Aim:
Only the pictures are left out: repeat the rest of the entries exactly.

[Dataset excerpt]
· · · ·

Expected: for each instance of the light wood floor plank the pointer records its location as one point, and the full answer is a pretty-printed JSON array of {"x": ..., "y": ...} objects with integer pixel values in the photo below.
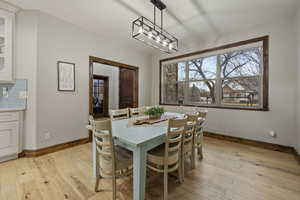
[{"x": 229, "y": 171}]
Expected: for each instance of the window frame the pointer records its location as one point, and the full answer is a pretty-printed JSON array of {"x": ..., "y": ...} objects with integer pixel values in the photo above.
[{"x": 265, "y": 74}]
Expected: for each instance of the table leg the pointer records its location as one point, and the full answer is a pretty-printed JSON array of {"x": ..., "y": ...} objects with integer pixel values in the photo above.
[
  {"x": 94, "y": 156},
  {"x": 139, "y": 173}
]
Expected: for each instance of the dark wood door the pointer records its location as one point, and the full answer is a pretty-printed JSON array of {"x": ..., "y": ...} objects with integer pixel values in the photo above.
[
  {"x": 100, "y": 99},
  {"x": 128, "y": 88}
]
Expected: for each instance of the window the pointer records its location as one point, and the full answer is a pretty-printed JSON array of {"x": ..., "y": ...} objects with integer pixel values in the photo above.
[{"x": 232, "y": 76}]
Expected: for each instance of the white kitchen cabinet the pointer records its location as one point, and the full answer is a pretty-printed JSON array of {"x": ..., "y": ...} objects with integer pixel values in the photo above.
[
  {"x": 7, "y": 21},
  {"x": 10, "y": 134}
]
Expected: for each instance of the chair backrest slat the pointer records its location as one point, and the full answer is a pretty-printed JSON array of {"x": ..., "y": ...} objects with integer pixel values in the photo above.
[{"x": 105, "y": 147}]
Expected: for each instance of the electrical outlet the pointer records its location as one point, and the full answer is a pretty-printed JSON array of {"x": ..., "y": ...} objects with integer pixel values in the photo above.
[
  {"x": 23, "y": 95},
  {"x": 47, "y": 135},
  {"x": 273, "y": 134}
]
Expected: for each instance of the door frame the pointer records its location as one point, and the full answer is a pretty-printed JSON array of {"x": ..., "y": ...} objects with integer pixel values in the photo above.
[
  {"x": 106, "y": 95},
  {"x": 92, "y": 60}
]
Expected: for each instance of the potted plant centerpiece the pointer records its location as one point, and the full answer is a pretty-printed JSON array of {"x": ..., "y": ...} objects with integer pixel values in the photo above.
[{"x": 155, "y": 112}]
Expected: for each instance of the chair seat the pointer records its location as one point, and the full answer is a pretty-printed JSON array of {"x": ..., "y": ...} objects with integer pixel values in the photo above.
[{"x": 157, "y": 156}]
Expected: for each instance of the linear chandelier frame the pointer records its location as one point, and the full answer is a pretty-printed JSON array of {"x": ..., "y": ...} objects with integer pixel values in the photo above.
[{"x": 152, "y": 34}]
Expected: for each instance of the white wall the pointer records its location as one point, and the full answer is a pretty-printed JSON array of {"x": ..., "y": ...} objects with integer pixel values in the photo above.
[
  {"x": 26, "y": 68},
  {"x": 113, "y": 76},
  {"x": 42, "y": 41},
  {"x": 298, "y": 99},
  {"x": 282, "y": 93}
]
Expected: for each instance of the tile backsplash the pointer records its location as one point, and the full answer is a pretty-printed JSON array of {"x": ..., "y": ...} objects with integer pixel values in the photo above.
[{"x": 16, "y": 96}]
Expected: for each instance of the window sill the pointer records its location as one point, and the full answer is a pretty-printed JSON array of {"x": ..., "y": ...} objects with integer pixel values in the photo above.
[{"x": 219, "y": 107}]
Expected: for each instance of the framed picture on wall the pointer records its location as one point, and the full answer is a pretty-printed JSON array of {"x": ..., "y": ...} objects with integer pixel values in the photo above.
[{"x": 66, "y": 76}]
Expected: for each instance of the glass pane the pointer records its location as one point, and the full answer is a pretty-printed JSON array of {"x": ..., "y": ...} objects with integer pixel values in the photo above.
[
  {"x": 169, "y": 86},
  {"x": 241, "y": 63},
  {"x": 98, "y": 96},
  {"x": 201, "y": 92},
  {"x": 241, "y": 92},
  {"x": 181, "y": 71},
  {"x": 203, "y": 68}
]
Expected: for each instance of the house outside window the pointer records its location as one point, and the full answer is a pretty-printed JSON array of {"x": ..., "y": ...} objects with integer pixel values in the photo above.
[{"x": 232, "y": 76}]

· · · ·

Answer to the problem:
Expected: for each instance of the light wood floor plank the pointer records its location as one point, and the full answer is a pretty-printed JSON array of {"x": ..., "y": ...} objects with integer pixel values in the photo below.
[{"x": 229, "y": 171}]
Expected: for each instance of the window frame the pointer records its location as one point, and the full answer is a pretty-printed JSON array of {"x": ..., "y": ...} objects with integer pixel values in the photo above.
[{"x": 265, "y": 74}]
Expected: for each instance of the table leg the pointer records its location as one point, and the full answer is a pretty-printed JSON array of {"x": ..., "y": ...} objects with integer pixel values in the photo above.
[
  {"x": 94, "y": 156},
  {"x": 139, "y": 173}
]
Expected: for each instance of the dark wood door the pointer records its location as one point, and the full answer is a pretty-printed JSON array of {"x": ..., "y": ...} objects with integer pixel values in the photo above.
[
  {"x": 100, "y": 99},
  {"x": 128, "y": 88}
]
Expected: for each instance of the window the pointer records its location as one point, and the full answer is a pretty-printed JSON array of {"x": ..., "y": ...} objects with integer pixel values in the photo above.
[{"x": 232, "y": 76}]
Expected: for each instance of the white kitchen cabinet the pointer records its location as one point, and the full answer is a pretty-printed JSON array of {"x": ..., "y": ...} objects with integer pixel values in the photo above.
[
  {"x": 7, "y": 21},
  {"x": 10, "y": 134}
]
Expected: for each instance of the chair backrest slat the pointer records its location as one point, and the full answer is a pretty-printed JSON array of {"x": ..., "y": ...} objects with integer pixel values in the photo above.
[{"x": 105, "y": 147}]
Expected: for each instance of the electrical outlet the pointer records its location as one point, and the full answer is a pretty-printed JSON array of {"x": ..., "y": ...} objects with integer pixel values in the photo above.
[
  {"x": 23, "y": 95},
  {"x": 47, "y": 135},
  {"x": 273, "y": 134}
]
Expected: for each instance of the door frame the pointer records its location as one point, and the full answer is a pretty-printed JSON array of {"x": ..., "y": ...} objects with integer pixel values in the photo above.
[
  {"x": 106, "y": 95},
  {"x": 92, "y": 60}
]
Expected: for each instance of the potted plant centerpiece the pointer records its location as one point, and the full answer is a pretty-printed JSON array of {"x": ..., "y": ...} objects with integer pixel values in the photo above.
[{"x": 155, "y": 112}]
Expected: for each instance of the chair seat the pointer records its location as one point, and the full answer is a pretty-printed JSON array of {"x": ..., "y": ...} objects with integer pixel values in the photo above.
[{"x": 157, "y": 156}]
Expected: for each instance of the linear chandelier frame the pointer records its location as one point, and the full answer is a pretty-printed JSON array of {"x": ..., "y": ...} objects with integer pixel values in the photo above.
[{"x": 152, "y": 34}]
Expected: for each instance of the white wall the pointer records its location as one point, and the full answer is a pretty-printed JSON array of {"x": ..., "y": ...} objects with integer pixel values in the photo above.
[
  {"x": 26, "y": 68},
  {"x": 113, "y": 76},
  {"x": 42, "y": 41},
  {"x": 298, "y": 99},
  {"x": 282, "y": 93}
]
Expected: for each instance of the tile backsplash the pointer records its location as one point, and the full answer is a pretty-printed JSON array of {"x": ..., "y": ...} objects with integer pixel values in the photo above.
[{"x": 16, "y": 96}]
Expected: for each instance of the window sill the pointer records its location as one point, and the full answer is a pretty-printed JSON array of {"x": ..., "y": ...} objects with integer pixel values in the photo above.
[{"x": 219, "y": 107}]
Expected: for each instance of the framed picture on wall the pointer records its location as one point, and the full answer is a pretty-printed JSON array of {"x": ..., "y": ...} objects with integer pixel values in the photo above.
[{"x": 66, "y": 76}]
Expected: for each instance of the glass pane the pointer records its location as one point, and the full answer is a pretty-printed JSON array of {"x": ..., "y": ...} objects with integer pixel values in the photo above.
[
  {"x": 169, "y": 86},
  {"x": 241, "y": 63},
  {"x": 98, "y": 96},
  {"x": 201, "y": 92},
  {"x": 241, "y": 92},
  {"x": 181, "y": 71},
  {"x": 203, "y": 68}
]
Expected: for each instance of the house outside window the pointer records its location as one point, and the full answer is a pretty-printed JSON array of {"x": ..., "y": ...} objects with integer pixel values in the photo above.
[{"x": 232, "y": 76}]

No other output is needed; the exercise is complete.